## Отрывок:

В сентябре — попытка номер два. Арестанта вновь помещают в больницу «Матросской Тишины», где у докторов для Константина все тоже предложение — демонтировать прибор без анестезии. Люди в белых халатах вновь слышат отказ. После этого, подержав заключенного в больнице две недели, его отправляют обратно в изолятор.

В декабре — новый заход. Больница «Матроской Тишины». С трудом находим Константина, при этом абсолютно уверены, что металлическую установку с ноги давно сняли. Заходим в камеру лишь для того, чтобы убедиться в своей правоте:

— Сняли?
— Да какой сняли! — заключенный отбрасывает простыню, и вот он, Илизаров-аппарат.

Причем в больнице Константина разместили почему-то на кровати второго яруса. Арестант рассказывает, что со шконки сползает только в крайнем случае. На прогулки не ходит, в бане не был уже месяцев восемь, потому что боится замочить раны, а душа ни в СИЗО, ни в больнице нет. «А когда аппарат-то снимут?» — спрашиваем. «Да кто его знает! — отвечает заключенный. — Теперь говорят, что травматолог в отпуске, а без него нельзя». Константин рассказывает, что время от времени у него отекает нога и поднимается температура до 38—39 градусов, да и раны на ноге никто не обрабатывает. Абсолютное равнодушие, притом что тюремные врачи не могут не знать, что длительное ношение аппарата Илизарова (а в данном случае — это целый год) со временем дает тяжелые осложнения, в том числе остеомиелит (гнойно-некротический процесс, развивающийся в кости). В общем, в больнице Константином никто не занимался: лежит себе на втором ярусе и лежит.

И что удивительно, пока мы разговаривали с заключенным, его больничные сокамерники (человек восемь, наверное) продолжали спать (времени было часов 12 дня). Мы пришли — они спали, разговаривали с Константином — они спали, уходили — они спали. Моя хата с краю, как говорится.

Аппарат Илизарова с заключенного сняли в последних числах декабря и лишь после того, как члены ОНК Москвы направили официальное письмо начальнику УФСИН РФ по Москве генералу-майору Клименову. После нашего обращения удивительным образом и наркоз нашелся, и травматолог заработал, и лицензия обнаружилась…

«Медведь»

Самый большой изолятор в Москве находится в Медведкове, это СИЗО-4. «Медведь» называется. Рассчитан на 1700 человек, а содержатся в нем 2400 заключенных. На чем же спят эти «лишние» 700 человек? Раскладушек на всех не хватает, да и места нет, где их поставить, поэтому спят по очереди или на полу в проходах между двухъярусными кроватями. На эту тему в изоляторах есть уже даже шутка: «Спи скорее».

## Материал для анализа:
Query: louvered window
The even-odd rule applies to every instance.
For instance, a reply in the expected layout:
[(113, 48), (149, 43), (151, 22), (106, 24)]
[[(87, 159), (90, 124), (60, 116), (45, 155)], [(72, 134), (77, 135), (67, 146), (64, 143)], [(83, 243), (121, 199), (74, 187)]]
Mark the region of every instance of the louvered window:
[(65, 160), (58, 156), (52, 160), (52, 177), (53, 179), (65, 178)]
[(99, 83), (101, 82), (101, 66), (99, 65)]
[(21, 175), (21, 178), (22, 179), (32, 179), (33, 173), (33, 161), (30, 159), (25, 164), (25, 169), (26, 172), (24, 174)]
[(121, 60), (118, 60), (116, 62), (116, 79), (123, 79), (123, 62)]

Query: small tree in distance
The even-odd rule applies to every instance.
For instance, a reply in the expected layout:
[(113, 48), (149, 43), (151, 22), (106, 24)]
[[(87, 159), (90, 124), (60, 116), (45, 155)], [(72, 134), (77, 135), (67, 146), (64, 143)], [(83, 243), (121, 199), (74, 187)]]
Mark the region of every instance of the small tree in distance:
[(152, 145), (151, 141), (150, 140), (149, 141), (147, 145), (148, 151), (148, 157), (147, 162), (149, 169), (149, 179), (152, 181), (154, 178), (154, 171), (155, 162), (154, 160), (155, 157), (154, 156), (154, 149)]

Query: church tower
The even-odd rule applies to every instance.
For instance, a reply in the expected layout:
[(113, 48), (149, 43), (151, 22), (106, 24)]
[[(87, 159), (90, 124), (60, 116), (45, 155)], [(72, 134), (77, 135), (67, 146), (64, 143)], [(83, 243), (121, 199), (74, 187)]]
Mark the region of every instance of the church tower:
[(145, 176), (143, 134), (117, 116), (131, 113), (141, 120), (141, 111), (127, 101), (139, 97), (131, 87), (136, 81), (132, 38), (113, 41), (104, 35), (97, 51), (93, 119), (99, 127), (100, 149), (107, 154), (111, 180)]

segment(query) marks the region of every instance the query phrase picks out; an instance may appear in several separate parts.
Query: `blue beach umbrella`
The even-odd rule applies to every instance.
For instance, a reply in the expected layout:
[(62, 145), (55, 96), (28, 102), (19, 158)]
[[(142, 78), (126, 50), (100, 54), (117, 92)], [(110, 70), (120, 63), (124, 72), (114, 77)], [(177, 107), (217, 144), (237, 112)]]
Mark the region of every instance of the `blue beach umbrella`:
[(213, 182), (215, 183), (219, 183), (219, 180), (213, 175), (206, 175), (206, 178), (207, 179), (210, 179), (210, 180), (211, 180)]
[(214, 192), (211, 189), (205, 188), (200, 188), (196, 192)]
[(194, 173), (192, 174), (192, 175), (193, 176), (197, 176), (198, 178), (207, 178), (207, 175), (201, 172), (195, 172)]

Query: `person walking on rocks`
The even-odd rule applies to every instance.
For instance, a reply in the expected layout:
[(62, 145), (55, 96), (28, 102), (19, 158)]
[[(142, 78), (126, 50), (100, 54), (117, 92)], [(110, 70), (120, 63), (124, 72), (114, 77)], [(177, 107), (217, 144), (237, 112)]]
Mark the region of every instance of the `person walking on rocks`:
--
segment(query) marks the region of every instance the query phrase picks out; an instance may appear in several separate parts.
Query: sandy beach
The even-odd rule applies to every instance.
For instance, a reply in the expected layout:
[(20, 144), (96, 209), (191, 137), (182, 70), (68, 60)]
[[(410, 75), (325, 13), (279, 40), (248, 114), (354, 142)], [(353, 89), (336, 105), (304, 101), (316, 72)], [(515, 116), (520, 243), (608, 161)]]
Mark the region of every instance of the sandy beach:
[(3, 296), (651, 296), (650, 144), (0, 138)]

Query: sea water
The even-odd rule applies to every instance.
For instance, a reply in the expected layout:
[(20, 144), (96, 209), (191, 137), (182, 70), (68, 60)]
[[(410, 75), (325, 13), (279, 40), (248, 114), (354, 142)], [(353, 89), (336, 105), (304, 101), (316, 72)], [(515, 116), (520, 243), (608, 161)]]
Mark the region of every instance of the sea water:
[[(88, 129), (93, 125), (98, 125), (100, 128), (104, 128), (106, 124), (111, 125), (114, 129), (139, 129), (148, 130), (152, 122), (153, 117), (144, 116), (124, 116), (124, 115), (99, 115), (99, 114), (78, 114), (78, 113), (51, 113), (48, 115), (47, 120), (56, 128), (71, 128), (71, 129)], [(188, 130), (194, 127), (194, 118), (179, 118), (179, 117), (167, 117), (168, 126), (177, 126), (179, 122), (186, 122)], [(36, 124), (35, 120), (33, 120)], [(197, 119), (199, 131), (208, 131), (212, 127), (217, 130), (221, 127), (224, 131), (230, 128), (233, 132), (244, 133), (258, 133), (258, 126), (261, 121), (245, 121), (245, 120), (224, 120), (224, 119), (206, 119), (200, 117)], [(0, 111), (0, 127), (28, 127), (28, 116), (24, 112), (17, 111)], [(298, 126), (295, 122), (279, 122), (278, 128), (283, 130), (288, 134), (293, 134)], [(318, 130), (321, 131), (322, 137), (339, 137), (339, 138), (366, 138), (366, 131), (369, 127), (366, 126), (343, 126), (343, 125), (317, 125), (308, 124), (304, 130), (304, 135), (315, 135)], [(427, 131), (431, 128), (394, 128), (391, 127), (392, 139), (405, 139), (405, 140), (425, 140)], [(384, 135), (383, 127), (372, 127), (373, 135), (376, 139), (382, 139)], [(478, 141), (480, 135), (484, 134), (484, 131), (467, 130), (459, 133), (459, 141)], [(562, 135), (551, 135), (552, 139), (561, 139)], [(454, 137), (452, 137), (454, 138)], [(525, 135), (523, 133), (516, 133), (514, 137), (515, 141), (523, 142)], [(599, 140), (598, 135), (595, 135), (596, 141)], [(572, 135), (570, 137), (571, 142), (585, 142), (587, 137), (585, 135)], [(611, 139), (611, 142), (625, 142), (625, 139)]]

## Вопросы и задания:
1. Почему, согласно отрывку, Константин уже около восьми месяцев не был в бане? Ответьте одним-двумя предложениями.
2. Ответьте на вопросы по отрывку.
(а) Сколько времени заключенного держали в больнице после сентябрьского отказа, прежде чем отправить обратно в изолятор?
(б) Когда с Константина сняли аппарат Илизарова?
(в) На сколько человек рассчитан СИЗО-4 и сколько заключенных в нем содержится?
3. Переведите на английский язык предложение из отрывка: «Самый большой изолятор в Москве находится в Медведкове, это СИЗО-4».

## Ответы к заданиям:
1. Константин боится замочить раны, а душа нет ни в СИЗО, ни в больнице.

2.
(а) Две недели.
(б) В последних числах декабря.
(в) Он рассчитан на 1700 человек, а содержатся в нем 2400 заключенных.

3. The largest detention center in Moscow is in Medvedkovo; it is SIZO-4.